* [Challenge]:
Copy all of the rows below, reproducing each one character for character.
==== Task data ====
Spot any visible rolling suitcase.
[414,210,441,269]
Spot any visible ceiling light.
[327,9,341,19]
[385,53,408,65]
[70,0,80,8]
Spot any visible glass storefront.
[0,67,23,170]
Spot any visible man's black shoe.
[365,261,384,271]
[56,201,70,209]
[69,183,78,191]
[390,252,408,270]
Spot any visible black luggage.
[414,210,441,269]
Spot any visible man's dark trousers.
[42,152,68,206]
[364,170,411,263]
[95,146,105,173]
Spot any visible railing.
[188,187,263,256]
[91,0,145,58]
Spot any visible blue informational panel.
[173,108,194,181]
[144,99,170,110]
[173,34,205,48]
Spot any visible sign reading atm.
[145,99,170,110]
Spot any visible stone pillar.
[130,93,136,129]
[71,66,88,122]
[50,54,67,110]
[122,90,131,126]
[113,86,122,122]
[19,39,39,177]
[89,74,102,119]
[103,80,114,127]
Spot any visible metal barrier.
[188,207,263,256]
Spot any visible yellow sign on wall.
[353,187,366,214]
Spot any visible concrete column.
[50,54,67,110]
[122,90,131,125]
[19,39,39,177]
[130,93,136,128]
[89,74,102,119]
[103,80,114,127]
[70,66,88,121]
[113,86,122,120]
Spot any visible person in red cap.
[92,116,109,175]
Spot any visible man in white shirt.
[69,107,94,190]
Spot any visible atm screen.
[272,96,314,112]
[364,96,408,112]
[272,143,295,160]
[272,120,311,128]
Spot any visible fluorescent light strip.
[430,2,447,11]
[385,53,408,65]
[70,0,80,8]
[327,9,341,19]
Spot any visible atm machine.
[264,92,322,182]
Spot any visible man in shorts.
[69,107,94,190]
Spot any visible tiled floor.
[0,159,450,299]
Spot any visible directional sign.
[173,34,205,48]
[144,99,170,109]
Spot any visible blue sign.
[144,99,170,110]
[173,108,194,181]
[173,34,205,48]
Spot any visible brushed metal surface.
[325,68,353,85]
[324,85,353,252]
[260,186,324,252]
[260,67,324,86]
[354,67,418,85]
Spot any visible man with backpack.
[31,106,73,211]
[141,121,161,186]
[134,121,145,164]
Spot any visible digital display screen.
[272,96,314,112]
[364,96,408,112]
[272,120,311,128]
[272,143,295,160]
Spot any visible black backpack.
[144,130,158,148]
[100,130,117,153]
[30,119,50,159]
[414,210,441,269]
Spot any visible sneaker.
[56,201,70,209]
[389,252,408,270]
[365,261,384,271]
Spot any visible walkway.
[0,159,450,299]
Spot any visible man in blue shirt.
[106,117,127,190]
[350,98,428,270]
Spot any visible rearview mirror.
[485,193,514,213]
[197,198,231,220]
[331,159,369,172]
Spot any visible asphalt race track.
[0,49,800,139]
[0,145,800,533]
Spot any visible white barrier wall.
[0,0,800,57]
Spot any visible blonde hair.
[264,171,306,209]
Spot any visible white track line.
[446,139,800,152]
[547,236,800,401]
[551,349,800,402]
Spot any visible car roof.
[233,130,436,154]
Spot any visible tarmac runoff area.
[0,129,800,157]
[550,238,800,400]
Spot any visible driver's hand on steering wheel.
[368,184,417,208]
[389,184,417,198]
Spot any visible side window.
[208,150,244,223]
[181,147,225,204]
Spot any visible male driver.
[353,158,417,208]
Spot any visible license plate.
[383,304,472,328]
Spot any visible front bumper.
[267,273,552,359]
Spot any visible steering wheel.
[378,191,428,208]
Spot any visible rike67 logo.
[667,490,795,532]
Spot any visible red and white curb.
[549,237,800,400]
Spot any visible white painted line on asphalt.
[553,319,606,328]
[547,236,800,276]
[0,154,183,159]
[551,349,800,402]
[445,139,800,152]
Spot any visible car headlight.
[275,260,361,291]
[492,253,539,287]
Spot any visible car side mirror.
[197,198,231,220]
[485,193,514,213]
====
* [Reply]:
Spot any visible rolling suitcase.
[414,210,441,269]
Spot any visible ceiling light.
[327,9,341,19]
[385,53,408,65]
[70,0,80,8]
Spot any visible glass storefront.
[0,67,23,170]
Spot any visible man's black shoe.
[365,261,384,271]
[56,201,70,209]
[69,183,78,191]
[390,252,408,270]
Spot any visible black luggage.
[414,210,441,269]
Spot any visible man's dark trousers.
[42,152,68,206]
[364,170,411,263]
[95,146,105,173]
Spot any visible railing.
[188,187,263,256]
[91,0,145,58]
Spot any visible blue informational panel.
[173,108,194,181]
[144,99,170,110]
[173,34,205,48]
Spot any visible sign reading atm.
[145,99,170,110]
Spot any visible stone pillar.
[130,93,136,129]
[71,66,88,122]
[50,54,67,110]
[122,90,131,126]
[113,86,122,122]
[19,39,39,177]
[89,74,102,119]
[103,80,114,127]
Spot any visible metal barrier.
[188,207,263,256]
Spot any visible yellow sign on wall.
[353,187,366,214]
Spot any visible concrete column.
[50,54,67,110]
[122,90,131,125]
[19,39,39,177]
[130,93,136,128]
[89,74,102,119]
[103,80,114,127]
[70,66,88,121]
[113,86,122,120]
Spot any visible person in red cap.
[92,116,109,175]
Spot any visible man in white shirt.
[69,107,94,190]
Spot any visible atm screen.
[272,96,314,112]
[364,96,408,112]
[272,143,295,160]
[272,120,311,128]
Spot any visible fluorescent light strip.
[430,2,447,11]
[385,53,408,65]
[70,0,80,8]
[327,9,341,19]
Spot any visible atm machine.
[264,92,322,182]
Spot any visible man in shorts.
[69,107,94,190]
Spot any visible tiled floor.
[0,159,450,299]
Spot any visible directional sign.
[173,34,205,48]
[144,99,170,109]
Spot any visible blue sign.
[144,99,170,110]
[173,108,194,181]
[173,34,205,48]
Spot any visible brushed metal surface.
[325,68,353,85]
[324,85,353,252]
[260,186,324,252]
[260,67,324,86]
[354,67,418,85]
Spot any visible man with backpack.
[31,106,73,211]
[141,121,161,186]
[134,121,145,164]
Spot any visible digital display screen.
[272,96,314,112]
[364,96,408,112]
[272,120,311,128]
[272,143,295,160]
Spot any visible black backpack.
[144,130,158,148]
[100,130,117,153]
[30,119,50,159]
[414,210,441,269]
Spot any visible sneaker.
[56,201,70,209]
[389,252,408,270]
[365,261,384,271]
Spot any visible walkway.
[0,159,450,299]
Spot any visible man in blue shirt.
[106,117,127,190]
[350,98,428,270]
Spot any visible rearview mirror.
[485,193,514,213]
[197,198,231,220]
[331,159,369,172]
Spot any visible asphalt race track.
[0,49,800,139]
[0,145,800,533]
Spot any visible white barrier wall.
[0,0,800,57]
Spot any visible blonde hair.
[264,171,306,209]
Spot any visible white track line.
[446,139,800,152]
[547,236,800,401]
[551,349,800,402]
Spot any visible car roof.
[233,130,436,154]
Spot any visible tarmac runoff area.
[0,129,800,157]
[550,238,800,400]
Spot any visible driver's hand on steering wheel.
[368,184,417,208]
[389,184,417,198]
Spot any visible side window.
[208,150,244,223]
[181,147,225,204]
Spot any visible male driver.
[353,158,417,208]
Spot any visible license plate.
[383,304,472,328]
Spot any visible front bumper.
[267,273,552,359]
Spot any visible steering wheel.
[378,191,428,208]
Spot any visible rike67 logo.
[667,490,795,532]
Spot any visible red and white curb.
[549,237,800,400]
Spot any visible white painted line on asphalt.
[553,319,606,328]
[547,236,800,276]
[0,154,183,159]
[551,349,800,402]
[445,139,800,152]
Spot any visible car headlight.
[275,260,361,291]
[492,253,539,287]
Spot any visible car side mirror.
[197,198,231,220]
[485,193,514,213]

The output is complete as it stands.